▶ [GIVEN REQUEST]: Show every line of the material that contains the word "fingers", matching case exactly.
══ SOURCE DATA
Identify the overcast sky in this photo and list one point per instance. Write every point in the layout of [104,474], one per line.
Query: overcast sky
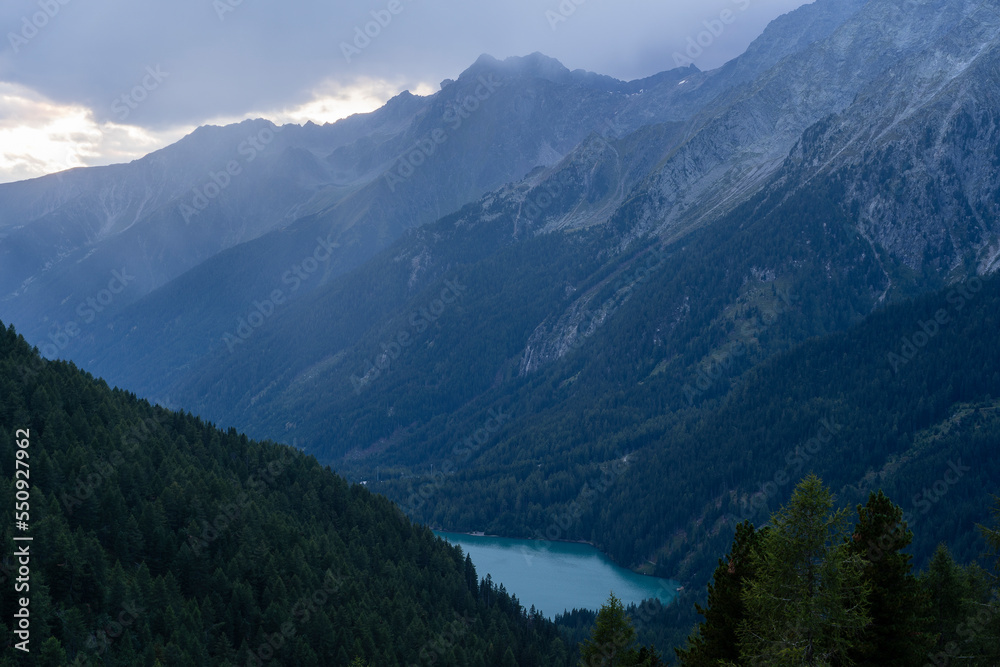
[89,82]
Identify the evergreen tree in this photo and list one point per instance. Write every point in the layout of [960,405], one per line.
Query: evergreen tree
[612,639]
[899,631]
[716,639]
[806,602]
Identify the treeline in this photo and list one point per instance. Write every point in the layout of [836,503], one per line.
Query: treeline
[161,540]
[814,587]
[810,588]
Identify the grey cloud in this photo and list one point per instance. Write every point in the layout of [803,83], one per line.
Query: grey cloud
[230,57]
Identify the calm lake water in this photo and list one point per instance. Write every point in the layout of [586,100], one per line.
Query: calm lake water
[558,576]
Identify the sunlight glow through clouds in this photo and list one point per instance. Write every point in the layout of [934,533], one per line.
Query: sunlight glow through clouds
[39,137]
════
══ SOURCE DATA
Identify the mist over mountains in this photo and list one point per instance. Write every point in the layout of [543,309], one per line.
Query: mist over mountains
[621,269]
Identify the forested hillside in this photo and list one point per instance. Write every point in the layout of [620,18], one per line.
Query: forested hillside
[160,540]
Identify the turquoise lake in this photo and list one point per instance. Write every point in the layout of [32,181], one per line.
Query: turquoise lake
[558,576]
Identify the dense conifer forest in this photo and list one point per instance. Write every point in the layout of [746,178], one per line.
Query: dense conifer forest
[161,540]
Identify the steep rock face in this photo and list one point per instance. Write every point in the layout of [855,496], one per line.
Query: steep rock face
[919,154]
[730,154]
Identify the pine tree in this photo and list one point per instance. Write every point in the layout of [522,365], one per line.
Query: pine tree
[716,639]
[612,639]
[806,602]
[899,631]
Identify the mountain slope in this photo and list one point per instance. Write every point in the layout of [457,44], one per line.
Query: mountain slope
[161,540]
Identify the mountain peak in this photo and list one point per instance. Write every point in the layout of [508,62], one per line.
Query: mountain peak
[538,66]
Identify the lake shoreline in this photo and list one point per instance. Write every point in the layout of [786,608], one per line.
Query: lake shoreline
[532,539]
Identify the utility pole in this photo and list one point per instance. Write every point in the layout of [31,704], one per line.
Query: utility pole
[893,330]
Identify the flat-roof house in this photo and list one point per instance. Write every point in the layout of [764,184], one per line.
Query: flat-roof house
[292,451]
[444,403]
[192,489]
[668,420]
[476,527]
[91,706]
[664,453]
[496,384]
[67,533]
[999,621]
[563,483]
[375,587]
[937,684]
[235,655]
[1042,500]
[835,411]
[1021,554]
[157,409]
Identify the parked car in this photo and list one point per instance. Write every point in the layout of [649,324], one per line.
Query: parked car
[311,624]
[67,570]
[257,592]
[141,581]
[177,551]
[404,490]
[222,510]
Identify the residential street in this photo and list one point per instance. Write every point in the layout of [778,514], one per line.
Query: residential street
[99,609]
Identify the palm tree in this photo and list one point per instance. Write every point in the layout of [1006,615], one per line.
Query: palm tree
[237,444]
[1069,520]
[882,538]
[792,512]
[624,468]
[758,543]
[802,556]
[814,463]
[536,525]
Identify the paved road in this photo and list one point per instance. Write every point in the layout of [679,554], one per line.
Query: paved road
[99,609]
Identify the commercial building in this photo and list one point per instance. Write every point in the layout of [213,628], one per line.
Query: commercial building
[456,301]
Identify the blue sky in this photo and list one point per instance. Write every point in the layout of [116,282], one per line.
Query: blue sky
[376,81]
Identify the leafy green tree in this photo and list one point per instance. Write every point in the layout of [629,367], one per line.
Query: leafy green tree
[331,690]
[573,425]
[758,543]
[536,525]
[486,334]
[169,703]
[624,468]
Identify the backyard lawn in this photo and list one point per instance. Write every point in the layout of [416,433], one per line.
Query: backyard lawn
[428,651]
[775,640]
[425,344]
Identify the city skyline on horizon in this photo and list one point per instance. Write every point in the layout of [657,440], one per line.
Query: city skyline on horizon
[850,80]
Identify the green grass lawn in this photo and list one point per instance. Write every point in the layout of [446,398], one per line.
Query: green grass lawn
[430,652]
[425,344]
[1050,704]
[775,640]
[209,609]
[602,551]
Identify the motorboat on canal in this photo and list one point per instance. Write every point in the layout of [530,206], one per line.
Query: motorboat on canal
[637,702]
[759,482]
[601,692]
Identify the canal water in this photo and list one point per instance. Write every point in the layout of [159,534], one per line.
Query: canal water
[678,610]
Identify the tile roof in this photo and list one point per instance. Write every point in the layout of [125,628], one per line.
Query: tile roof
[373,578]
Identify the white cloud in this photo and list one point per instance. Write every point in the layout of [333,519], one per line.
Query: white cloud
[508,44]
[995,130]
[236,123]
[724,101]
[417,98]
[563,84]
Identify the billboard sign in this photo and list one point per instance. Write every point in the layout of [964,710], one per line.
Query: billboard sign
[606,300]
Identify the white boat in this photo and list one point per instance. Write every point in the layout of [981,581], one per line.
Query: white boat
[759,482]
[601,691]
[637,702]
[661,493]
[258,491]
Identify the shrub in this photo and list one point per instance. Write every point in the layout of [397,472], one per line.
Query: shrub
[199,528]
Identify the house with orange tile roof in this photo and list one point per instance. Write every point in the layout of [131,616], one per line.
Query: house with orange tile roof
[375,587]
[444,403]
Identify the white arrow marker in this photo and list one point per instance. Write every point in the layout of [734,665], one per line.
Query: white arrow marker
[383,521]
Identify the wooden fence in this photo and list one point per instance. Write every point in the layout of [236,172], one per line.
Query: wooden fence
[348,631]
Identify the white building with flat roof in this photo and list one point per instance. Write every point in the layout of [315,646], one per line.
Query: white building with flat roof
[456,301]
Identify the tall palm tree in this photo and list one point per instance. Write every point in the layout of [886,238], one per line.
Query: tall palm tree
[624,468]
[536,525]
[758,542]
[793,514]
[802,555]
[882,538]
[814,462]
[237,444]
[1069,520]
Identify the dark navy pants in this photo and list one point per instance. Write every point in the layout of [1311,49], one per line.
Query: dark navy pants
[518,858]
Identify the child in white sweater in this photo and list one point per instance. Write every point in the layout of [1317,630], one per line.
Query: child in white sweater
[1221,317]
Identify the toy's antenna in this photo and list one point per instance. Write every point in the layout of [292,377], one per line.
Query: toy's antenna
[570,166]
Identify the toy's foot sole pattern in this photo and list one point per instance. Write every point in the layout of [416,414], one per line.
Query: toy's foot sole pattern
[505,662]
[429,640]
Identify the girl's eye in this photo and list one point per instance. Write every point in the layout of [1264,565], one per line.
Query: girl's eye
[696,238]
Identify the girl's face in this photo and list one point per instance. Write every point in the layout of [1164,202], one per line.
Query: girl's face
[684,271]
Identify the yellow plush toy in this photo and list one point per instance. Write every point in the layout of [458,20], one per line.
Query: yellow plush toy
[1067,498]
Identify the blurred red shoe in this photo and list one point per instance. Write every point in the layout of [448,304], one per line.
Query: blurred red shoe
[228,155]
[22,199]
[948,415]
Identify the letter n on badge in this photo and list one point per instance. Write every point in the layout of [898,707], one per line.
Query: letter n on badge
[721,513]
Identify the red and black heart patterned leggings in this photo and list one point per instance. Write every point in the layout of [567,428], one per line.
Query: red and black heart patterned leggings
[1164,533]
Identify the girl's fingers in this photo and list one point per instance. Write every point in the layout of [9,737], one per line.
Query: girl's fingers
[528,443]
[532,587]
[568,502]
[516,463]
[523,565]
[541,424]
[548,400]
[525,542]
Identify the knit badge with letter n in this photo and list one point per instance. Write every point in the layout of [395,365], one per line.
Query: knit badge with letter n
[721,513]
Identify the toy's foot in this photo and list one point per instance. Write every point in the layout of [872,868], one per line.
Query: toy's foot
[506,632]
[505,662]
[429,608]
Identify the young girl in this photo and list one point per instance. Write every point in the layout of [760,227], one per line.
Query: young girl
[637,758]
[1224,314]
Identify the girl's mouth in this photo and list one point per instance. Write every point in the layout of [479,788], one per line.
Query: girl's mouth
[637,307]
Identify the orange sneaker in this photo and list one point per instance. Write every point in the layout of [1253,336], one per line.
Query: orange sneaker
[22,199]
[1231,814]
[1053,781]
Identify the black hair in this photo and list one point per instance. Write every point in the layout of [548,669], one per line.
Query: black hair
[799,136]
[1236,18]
════
▶ [SOLUTION FOR THIS EXERCISE]:
Identify the girl's fingers in this photo and list one point per instance. Write every point in the layout of [9,737], one per line.
Query: girl's fingers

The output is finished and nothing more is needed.